--- Start of The data ---

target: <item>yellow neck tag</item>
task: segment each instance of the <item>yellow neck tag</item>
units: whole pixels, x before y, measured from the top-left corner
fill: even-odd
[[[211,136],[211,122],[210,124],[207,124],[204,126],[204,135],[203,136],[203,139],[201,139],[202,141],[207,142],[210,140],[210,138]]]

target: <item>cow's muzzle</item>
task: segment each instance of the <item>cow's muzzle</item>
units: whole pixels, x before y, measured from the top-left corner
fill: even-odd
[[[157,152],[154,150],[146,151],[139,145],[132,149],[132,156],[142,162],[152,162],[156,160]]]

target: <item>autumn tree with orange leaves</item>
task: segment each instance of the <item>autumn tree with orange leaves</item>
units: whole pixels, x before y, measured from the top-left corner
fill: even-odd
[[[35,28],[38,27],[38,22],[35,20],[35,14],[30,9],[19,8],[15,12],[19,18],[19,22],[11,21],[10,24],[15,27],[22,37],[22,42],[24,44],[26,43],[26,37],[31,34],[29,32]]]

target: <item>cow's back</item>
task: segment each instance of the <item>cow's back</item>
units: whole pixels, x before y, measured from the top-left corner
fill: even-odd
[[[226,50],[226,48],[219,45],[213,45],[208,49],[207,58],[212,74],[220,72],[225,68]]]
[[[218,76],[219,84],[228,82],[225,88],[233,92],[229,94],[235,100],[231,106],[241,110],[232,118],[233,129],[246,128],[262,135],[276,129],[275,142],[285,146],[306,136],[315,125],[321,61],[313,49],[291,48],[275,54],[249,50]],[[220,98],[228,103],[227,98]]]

--- End of The data ---
--- Start of The data ---

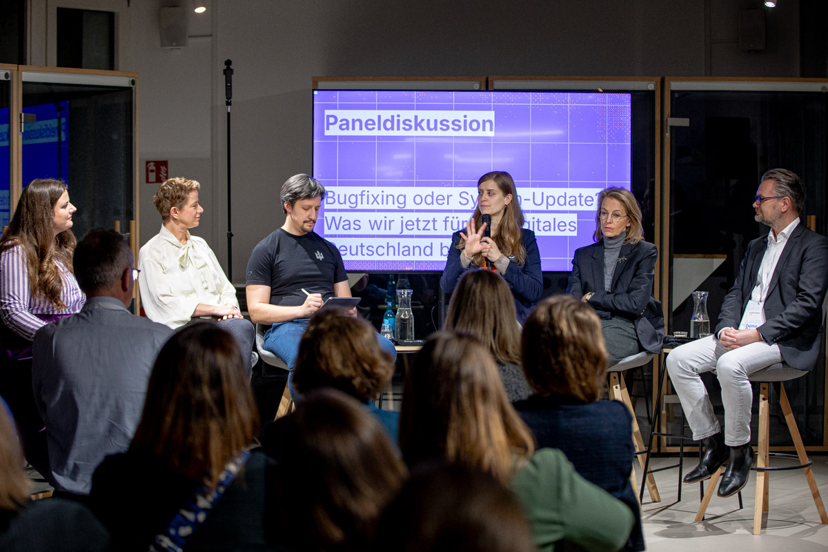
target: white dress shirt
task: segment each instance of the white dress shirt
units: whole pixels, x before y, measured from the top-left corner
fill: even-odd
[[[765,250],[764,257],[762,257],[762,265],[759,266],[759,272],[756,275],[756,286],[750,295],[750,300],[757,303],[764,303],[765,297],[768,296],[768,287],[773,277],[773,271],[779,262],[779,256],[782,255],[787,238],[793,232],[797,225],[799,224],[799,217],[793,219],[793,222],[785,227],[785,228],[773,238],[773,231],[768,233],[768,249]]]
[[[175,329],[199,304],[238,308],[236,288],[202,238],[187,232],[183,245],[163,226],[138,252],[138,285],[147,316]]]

--- End of The data ---
--- Start of The data ---

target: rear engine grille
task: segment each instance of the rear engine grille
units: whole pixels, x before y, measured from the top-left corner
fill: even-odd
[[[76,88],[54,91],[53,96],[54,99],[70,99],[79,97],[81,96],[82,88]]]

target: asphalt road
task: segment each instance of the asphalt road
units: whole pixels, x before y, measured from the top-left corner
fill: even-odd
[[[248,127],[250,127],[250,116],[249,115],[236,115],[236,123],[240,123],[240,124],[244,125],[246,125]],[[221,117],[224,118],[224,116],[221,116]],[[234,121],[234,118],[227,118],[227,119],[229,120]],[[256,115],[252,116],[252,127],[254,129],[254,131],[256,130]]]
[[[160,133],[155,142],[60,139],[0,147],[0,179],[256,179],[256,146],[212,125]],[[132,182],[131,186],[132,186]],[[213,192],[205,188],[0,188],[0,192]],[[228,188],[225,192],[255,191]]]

--- End of The data ---

#### Stated goal
Show every line of the material that contains the string "item". Case counts.

#### Full solution
target: <item>yellow neck tag</item>
task: segment each instance of the <item>yellow neck tag</item>
target: <item>cow's muzzle</item>
task: segment each instance of the <item>cow's muzzle</item>
target: <item>autumn tree with orange leaves</item>
task: segment each instance of the <item>autumn tree with orange leaves</item>
target: <item>cow's back</item>
task: segment each instance of the <item>cow's back</item>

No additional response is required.